◆ Work request: Please output each entry exactly as it appears.

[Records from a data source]
=== Begin Enclosure ===

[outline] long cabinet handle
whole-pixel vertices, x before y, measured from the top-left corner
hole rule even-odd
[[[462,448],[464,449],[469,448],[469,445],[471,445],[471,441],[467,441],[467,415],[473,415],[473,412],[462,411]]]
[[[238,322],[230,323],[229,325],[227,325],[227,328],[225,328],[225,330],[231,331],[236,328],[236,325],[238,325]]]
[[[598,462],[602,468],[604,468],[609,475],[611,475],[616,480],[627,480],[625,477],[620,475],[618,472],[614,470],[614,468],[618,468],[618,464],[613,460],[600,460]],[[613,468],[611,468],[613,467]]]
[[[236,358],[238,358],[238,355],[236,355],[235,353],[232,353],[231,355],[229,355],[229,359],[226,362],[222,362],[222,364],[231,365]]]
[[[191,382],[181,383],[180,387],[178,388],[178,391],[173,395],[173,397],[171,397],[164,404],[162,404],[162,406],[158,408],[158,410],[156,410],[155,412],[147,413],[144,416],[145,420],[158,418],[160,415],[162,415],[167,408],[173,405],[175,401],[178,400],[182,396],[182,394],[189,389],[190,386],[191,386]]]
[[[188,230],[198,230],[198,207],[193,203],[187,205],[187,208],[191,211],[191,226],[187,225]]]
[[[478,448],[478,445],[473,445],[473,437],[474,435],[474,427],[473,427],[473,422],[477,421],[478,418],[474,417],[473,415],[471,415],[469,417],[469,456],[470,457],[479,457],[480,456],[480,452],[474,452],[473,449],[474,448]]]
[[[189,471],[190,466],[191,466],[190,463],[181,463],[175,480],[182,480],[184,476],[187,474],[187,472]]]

=== End Enclosure ===

◆ Reply to the task:
[outline] long cabinet handle
whole-pixel vertices, x before y, measured from the top-left corner
hole rule even-odd
[[[462,448],[464,449],[469,448],[469,445],[471,445],[471,441],[467,441],[467,415],[473,415],[473,412],[462,411]]]
[[[238,322],[230,323],[229,325],[227,325],[227,328],[225,328],[225,330],[231,331],[236,328],[236,325],[238,325]]]
[[[598,462],[602,468],[604,468],[609,475],[611,475],[616,480],[627,480],[625,477],[620,475],[618,472],[614,470],[614,468],[618,468],[618,464],[613,460],[600,460]],[[613,468],[611,468],[613,467]]]
[[[236,358],[238,358],[238,355],[236,355],[235,353],[232,353],[231,355],[229,355],[229,359],[226,362],[222,362],[222,364],[231,365]]]
[[[191,382],[181,383],[180,387],[178,388],[178,391],[173,395],[173,397],[171,397],[164,404],[162,404],[162,406],[158,408],[158,410],[156,410],[155,412],[147,413],[144,416],[145,420],[158,418],[160,415],[162,415],[167,408],[173,405],[175,401],[178,400],[182,396],[182,394],[189,389],[190,386],[191,386]]]
[[[188,230],[198,230],[198,207],[193,203],[187,205],[187,208],[191,211],[191,226],[187,225]]]
[[[478,448],[478,445],[473,445],[473,437],[474,435],[474,427],[473,427],[473,422],[477,421],[478,418],[474,417],[473,415],[471,415],[469,417],[469,456],[470,457],[479,457],[480,456],[480,452],[474,452],[473,449],[474,448]]]
[[[189,471],[190,466],[191,466],[190,463],[181,463],[175,480],[182,480],[184,476],[187,474],[187,472]]]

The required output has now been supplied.